- MATERIAL FOR THIS EXERCISE
----

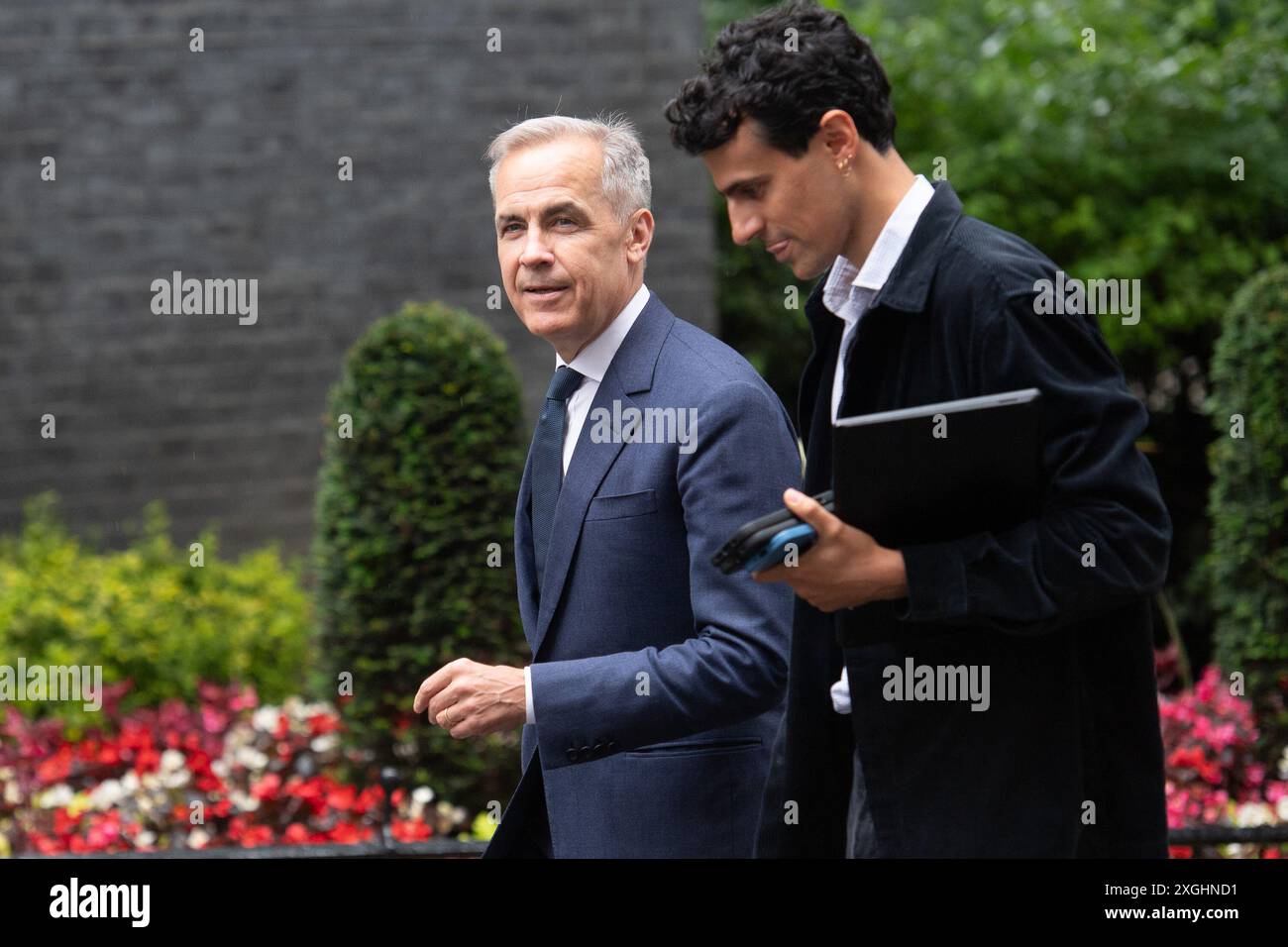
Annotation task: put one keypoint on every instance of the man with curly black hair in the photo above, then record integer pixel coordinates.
(919, 304)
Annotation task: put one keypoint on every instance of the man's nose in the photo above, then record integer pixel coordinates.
(536, 252)
(743, 226)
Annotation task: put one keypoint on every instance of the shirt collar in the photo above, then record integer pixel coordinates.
(593, 360)
(885, 252)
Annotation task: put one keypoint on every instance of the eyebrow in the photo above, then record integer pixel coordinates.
(745, 184)
(558, 208)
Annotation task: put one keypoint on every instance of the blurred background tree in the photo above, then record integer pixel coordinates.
(415, 538)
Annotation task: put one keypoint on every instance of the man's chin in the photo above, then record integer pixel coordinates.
(810, 269)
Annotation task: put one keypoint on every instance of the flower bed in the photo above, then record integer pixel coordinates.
(1212, 774)
(231, 772)
(227, 772)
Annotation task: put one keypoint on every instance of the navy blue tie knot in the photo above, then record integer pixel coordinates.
(548, 460)
(563, 382)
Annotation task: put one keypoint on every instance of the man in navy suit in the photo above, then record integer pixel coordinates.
(657, 684)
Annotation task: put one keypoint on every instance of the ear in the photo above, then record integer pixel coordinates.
(838, 134)
(639, 235)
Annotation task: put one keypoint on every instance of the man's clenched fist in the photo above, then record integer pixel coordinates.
(471, 699)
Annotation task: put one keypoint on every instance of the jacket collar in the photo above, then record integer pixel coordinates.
(630, 372)
(910, 281)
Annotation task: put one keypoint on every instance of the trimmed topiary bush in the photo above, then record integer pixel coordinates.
(149, 616)
(1248, 501)
(408, 508)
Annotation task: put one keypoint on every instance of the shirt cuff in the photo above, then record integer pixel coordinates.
(527, 690)
(936, 582)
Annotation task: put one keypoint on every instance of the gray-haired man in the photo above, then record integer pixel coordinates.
(656, 684)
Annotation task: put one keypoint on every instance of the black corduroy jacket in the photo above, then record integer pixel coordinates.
(1067, 759)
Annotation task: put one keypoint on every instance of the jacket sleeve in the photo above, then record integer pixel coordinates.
(734, 667)
(1102, 502)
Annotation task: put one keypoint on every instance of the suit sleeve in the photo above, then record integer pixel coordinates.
(1102, 502)
(734, 667)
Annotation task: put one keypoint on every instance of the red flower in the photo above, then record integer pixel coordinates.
(268, 788)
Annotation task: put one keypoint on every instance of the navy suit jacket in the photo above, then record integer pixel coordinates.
(657, 681)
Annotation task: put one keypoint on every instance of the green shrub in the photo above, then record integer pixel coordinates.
(407, 508)
(1115, 162)
(1248, 501)
(147, 615)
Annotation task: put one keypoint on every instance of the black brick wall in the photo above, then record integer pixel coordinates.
(223, 163)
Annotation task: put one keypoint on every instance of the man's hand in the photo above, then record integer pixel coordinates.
(844, 569)
(472, 699)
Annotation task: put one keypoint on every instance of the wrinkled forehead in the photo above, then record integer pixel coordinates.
(561, 170)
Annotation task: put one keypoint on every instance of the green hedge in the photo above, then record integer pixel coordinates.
(1248, 501)
(146, 615)
(407, 509)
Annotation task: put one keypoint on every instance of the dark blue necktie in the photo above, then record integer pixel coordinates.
(548, 462)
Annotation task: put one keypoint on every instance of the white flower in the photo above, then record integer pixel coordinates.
(175, 780)
(55, 796)
(107, 793)
(252, 758)
(244, 801)
(325, 744)
(266, 719)
(1253, 814)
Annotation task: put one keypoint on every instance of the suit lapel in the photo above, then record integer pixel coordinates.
(630, 372)
(524, 557)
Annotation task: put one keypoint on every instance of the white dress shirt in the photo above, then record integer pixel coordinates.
(848, 294)
(591, 363)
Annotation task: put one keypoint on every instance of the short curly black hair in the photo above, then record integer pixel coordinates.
(751, 72)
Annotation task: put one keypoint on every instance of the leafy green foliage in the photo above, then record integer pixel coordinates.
(149, 616)
(1115, 162)
(1248, 504)
(407, 509)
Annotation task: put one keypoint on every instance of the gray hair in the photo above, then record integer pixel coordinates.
(626, 176)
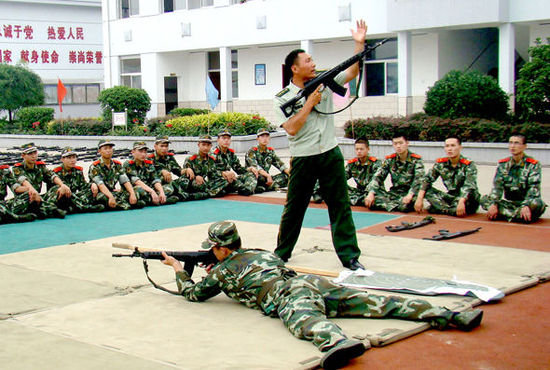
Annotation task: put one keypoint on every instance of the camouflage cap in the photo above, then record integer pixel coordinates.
(67, 152)
(162, 140)
(221, 234)
(140, 145)
(205, 139)
(104, 142)
(28, 148)
(224, 132)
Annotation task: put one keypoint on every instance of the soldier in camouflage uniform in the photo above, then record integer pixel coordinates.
(260, 280)
(406, 170)
(459, 175)
(166, 164)
(82, 193)
(105, 173)
(234, 177)
(31, 173)
(518, 178)
(145, 178)
(262, 157)
(202, 171)
(6, 214)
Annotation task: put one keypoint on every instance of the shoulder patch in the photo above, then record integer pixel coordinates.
(282, 92)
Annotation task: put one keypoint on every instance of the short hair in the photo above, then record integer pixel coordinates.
(362, 140)
(523, 139)
(290, 59)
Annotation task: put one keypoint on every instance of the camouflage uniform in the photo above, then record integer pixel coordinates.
(99, 173)
(520, 184)
(149, 175)
(263, 160)
(460, 181)
(21, 203)
(245, 182)
(178, 187)
(406, 177)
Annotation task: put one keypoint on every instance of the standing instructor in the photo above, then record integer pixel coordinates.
(315, 155)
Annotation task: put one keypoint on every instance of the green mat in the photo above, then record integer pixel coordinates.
(91, 226)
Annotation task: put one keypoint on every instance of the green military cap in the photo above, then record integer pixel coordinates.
(28, 148)
(104, 142)
(221, 234)
(140, 145)
(224, 132)
(205, 139)
(67, 152)
(162, 140)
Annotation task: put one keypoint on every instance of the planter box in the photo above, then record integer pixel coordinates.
(481, 153)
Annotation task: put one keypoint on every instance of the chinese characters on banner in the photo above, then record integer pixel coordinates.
(16, 31)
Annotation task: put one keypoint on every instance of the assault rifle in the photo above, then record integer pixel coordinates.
(326, 78)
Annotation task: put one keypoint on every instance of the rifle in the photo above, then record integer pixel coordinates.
(326, 78)
(445, 234)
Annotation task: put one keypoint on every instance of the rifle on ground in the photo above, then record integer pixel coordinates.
(445, 234)
(326, 78)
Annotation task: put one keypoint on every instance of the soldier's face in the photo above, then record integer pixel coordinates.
(224, 141)
(161, 148)
(400, 145)
(452, 148)
(516, 145)
(30, 158)
(69, 161)
(263, 140)
(361, 150)
(204, 147)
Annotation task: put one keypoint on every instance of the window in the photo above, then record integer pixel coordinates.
(381, 69)
(128, 8)
(130, 72)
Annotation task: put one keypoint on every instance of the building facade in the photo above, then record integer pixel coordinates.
(57, 39)
(170, 47)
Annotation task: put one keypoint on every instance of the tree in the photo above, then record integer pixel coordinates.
(533, 84)
(19, 87)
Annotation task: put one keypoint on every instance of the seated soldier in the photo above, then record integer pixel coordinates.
(262, 157)
(166, 164)
(518, 178)
(145, 178)
(106, 173)
(31, 173)
(201, 169)
(459, 176)
(406, 170)
(260, 280)
(234, 177)
(82, 193)
(6, 214)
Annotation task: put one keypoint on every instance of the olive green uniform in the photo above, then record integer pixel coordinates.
(520, 184)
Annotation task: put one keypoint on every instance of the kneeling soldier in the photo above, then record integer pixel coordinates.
(262, 157)
(518, 178)
(143, 175)
(459, 176)
(105, 173)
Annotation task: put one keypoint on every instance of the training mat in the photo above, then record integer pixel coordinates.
(123, 313)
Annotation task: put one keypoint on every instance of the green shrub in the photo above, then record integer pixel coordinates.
(34, 119)
(466, 94)
(79, 126)
(137, 101)
(236, 123)
(182, 112)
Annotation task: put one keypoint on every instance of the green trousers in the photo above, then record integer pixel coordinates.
(328, 167)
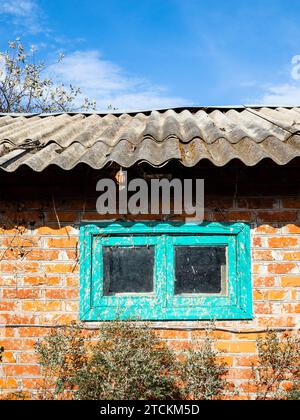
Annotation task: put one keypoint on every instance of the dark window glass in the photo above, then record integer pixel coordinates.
(200, 270)
(128, 270)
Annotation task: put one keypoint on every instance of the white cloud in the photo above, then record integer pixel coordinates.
(23, 14)
(109, 84)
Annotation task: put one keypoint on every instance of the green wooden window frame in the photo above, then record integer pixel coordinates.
(163, 304)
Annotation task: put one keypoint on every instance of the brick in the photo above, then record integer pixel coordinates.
(28, 358)
(34, 384)
(257, 241)
(277, 216)
(63, 243)
(282, 268)
(246, 361)
(9, 357)
(291, 203)
(46, 230)
(37, 306)
(267, 230)
(20, 242)
(292, 256)
(236, 347)
(42, 281)
(42, 255)
(293, 229)
(233, 216)
(276, 295)
(7, 306)
(62, 294)
(13, 319)
(7, 281)
(282, 322)
(16, 371)
(33, 332)
(72, 281)
(173, 335)
(21, 294)
(263, 256)
(8, 384)
(264, 282)
(283, 242)
(263, 308)
(290, 281)
(236, 374)
(60, 268)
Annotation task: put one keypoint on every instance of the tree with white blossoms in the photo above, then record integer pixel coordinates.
(25, 86)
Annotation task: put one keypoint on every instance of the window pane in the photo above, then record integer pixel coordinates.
(200, 270)
(128, 270)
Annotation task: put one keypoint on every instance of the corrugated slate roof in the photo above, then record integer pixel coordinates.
(157, 137)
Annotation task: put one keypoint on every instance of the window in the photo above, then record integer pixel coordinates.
(165, 272)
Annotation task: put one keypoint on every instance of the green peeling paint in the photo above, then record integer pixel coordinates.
(234, 304)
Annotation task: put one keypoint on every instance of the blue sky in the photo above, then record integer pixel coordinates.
(141, 54)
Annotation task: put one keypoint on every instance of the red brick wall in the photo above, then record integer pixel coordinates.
(39, 262)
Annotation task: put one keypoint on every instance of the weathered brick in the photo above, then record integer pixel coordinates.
(238, 347)
(290, 281)
(283, 242)
(40, 306)
(62, 243)
(284, 268)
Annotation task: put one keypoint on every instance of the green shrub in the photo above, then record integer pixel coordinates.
(203, 375)
(126, 361)
(122, 362)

----

- WHAT IS BEING ASKED
Repeat exactly the lines from the one containing "of the corrugated" to the end of the records.

- RESULT
Annotation task: put one keypoint on every instance of the corrugated slate roof in the photo above, then record integer pixel coordinates.
(157, 137)
Annotation task: put one keypoint on every instance of the window in the photo above, then record integer pixel coordinates.
(165, 272)
Annotation task: put one keypoint on every instance of the green peeling paint in the photo above, then record integer pixel coordinates.
(234, 304)
Annotation task: put one keypoint on every instance of the blue sky in the photo above, then record integer pixel coordinates.
(141, 54)
Annotation task: put one keypoint on every instance of the red brick wall in the photo above, then record integer pixel coordinates.
(39, 262)
Annotation task: put one keypoint on every instance of the weathered brick in the photo above, then record integer pixel coordinates.
(238, 347)
(290, 281)
(283, 242)
(40, 306)
(62, 243)
(284, 268)
Annotation task: put one keypoint on every instance of the green shrub in the photo above, then record integer pixel coordinates.
(203, 375)
(126, 361)
(122, 362)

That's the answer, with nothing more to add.